## PROBLEM 1
In the article about Cardiff's canal quarter plans, which company holds the lease on the Motorpoint Arena?
## PROBLEM 2
Carry the article about Cardiff's canal quarter plans forward from its final sentence.

## PAGE EXCERPT
★ ★ ★ ★ ★ ★ ★

14 May 2021 4 minutes Read
The Motorpoint Arena in Cardiff. Photo Seth Whales, licensed under CC BY-SA 3.0

Alex Seabrook, local democracy reporter

Cardiff’s Motorpoint Arena could be demolished as part of major plans to create a ‘canal quarter’ in the city centre.

Cardiff council is discussing with Live Nation, the leaseholders of the Motorpoint, about the arena’s future, which could see the building knocked down and the land redeveloped.

Live Nation will run the new arena planned for Cardiff Bay which is set to be twice the size of the Motorpoint.

If the new arena goes ahead, Cardiff council said Live Nation “will have to consider the future use of the Motorpoint”.

The canal quarter plans could see the entire area around Churchill Way radically change in the next few years. A masterplan for the area will likely be approved by the cabinet next Thursday.

A canal underneath Churchill Way, called the Bute dock feeder, would be reopened. Initially the canal will be opened along the top half of the street, but the plan is to eventually open it all the way down to Tyndall Street.

The first phase of the plans also includes an amphitheatre for outdoor performances and benches along the reopened canal.

Councillor Russell Goodway, cabinet member for investment and development, said: “We can’t get away from the fact that the pandemic has hit our city centres hard. Many jobs have been lost across the retail and hospitality sector already.

‘Opportunity’

“This is why we have to seize every opportunity we have to safeguard people’s livelihoods. We have an opportunity to work with private-sector partners to create a new district, which will not only improve this part of the city, but also deliver vital jobs for people who live here.

“The canal quarter could become a successful, high-density, mixed use development, attracting homes, hotels, hospitality, high-quality offices, leisure and retail units.”

Discussions between the council and landowners in the area are already taking place. The council is comparing the project to building St David’s Centre and Central Square.

★ ★ ★ ★ ★ ★ ★

## INFORMATION SUPPLIED
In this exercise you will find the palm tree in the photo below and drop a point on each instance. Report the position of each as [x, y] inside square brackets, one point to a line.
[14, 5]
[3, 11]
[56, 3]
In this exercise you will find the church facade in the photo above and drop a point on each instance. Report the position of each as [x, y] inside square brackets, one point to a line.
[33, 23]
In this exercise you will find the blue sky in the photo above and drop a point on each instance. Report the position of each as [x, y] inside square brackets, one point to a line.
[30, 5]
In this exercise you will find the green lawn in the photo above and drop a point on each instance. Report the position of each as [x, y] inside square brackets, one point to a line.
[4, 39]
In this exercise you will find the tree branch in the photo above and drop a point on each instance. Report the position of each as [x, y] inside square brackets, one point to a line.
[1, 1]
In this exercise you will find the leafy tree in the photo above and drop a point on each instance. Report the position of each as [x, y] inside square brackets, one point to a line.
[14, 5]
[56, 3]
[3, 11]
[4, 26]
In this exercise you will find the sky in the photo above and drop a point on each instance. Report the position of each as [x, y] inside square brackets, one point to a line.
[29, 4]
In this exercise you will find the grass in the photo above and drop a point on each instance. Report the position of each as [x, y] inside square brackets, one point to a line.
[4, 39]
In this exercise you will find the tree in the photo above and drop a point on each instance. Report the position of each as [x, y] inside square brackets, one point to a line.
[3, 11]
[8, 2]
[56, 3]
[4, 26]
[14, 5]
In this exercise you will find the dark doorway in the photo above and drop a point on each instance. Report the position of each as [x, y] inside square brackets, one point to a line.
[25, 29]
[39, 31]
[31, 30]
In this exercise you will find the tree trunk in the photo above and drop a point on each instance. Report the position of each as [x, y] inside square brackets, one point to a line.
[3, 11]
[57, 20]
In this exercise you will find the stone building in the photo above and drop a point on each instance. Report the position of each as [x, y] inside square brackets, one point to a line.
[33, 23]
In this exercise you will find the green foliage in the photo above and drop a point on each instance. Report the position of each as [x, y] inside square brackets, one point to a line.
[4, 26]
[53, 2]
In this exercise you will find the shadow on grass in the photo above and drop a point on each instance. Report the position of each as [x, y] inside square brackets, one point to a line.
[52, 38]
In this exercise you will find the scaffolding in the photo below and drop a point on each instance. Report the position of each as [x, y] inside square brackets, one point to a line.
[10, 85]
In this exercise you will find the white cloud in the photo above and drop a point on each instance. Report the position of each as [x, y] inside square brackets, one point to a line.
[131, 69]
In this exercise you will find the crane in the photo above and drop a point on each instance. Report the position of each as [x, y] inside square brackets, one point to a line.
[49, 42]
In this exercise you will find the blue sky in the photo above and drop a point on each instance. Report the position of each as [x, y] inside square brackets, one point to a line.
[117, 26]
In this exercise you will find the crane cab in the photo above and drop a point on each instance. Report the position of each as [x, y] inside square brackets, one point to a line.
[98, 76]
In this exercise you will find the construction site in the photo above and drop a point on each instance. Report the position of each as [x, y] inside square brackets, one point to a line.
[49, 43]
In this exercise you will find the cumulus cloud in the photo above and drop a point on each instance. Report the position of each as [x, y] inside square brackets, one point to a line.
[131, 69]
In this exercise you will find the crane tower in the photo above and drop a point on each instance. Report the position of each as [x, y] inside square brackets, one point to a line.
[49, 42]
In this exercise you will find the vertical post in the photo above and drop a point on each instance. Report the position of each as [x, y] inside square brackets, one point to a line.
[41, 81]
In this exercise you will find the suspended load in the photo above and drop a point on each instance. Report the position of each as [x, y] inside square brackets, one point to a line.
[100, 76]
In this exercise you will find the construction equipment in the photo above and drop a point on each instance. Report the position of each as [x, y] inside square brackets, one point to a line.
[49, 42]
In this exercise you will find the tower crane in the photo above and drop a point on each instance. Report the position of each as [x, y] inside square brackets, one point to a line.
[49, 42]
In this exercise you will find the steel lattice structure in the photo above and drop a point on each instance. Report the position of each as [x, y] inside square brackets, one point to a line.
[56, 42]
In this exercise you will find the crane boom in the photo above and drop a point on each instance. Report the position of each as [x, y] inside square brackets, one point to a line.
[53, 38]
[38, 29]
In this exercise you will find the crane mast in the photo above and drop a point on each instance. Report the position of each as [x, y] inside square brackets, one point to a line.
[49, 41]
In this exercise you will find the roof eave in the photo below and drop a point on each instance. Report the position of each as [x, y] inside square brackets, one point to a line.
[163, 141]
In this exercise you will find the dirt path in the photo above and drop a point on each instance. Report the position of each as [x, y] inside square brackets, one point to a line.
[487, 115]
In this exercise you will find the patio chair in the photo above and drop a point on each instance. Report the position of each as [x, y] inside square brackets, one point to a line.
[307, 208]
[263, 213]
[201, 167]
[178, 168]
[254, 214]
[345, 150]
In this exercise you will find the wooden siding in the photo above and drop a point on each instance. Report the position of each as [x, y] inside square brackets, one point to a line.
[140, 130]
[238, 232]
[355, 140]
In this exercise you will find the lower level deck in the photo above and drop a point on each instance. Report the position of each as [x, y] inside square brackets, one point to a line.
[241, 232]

★ ★ ★ ★ ★ ★ ★

## TASK RESPONSE 1
Live Nation

## TASK RESPONSE 2
Demolishing the Motorpoint could form part of the canal quarter plans, as the council owns the land but is considering whether to keep the arena, repurpose the building, or demolish it and redevelop the site.

The Motorpoint, also known as Cardiff International Arena, has a standing capacity of 7,500 people. It was first opened in 1993 by Shirley Bassey. The planned arena at the Bay would have double the capacity at 15,000, and is due to open in 2024.

Canal quarter plans for Churchill Way in Cardiff . Picture Cardiff council.

Work on Churchill Way could start this summer, and would see the northern half of the road closed off between Queen Street and Bridge Street. That stretch is currently often used by taxis and buses. The taxi rank would move further south down the street.

Walking, cycling and bus routes would be improved in the wider canal quarter area. The plans also include improving the linking up of lanes around the area, including Bridge Street, David Street, Charles Street, Tredegar Street, Guildford Crescent and Barrack Lane.

Investment

Cllr Goodway said: “This will require significant investment and will need to be funded in part through private sector contributions and investment. We can’t do it alone. We will need to work with private-sector partners to realise the plan.

“Just as we did when we brought forward the St David’s Centre on the Hayes, enabled the Millennium Stadium to stay in the city centre and made Central Square a reality.

 “We are confident the opening up of the canals and the proper use and integration of the many tight knit streets and lanes in the area will see the canal quarter develop a really distinct personality in the city centre, somewhere people will want to visit and spend time in.

“The canal quarter area is made up of numerous landowners and interests and therefore the council will necessarily have a significant leadership role in bringing together a co-ordinated development strategy for the benefit of the city as a whole.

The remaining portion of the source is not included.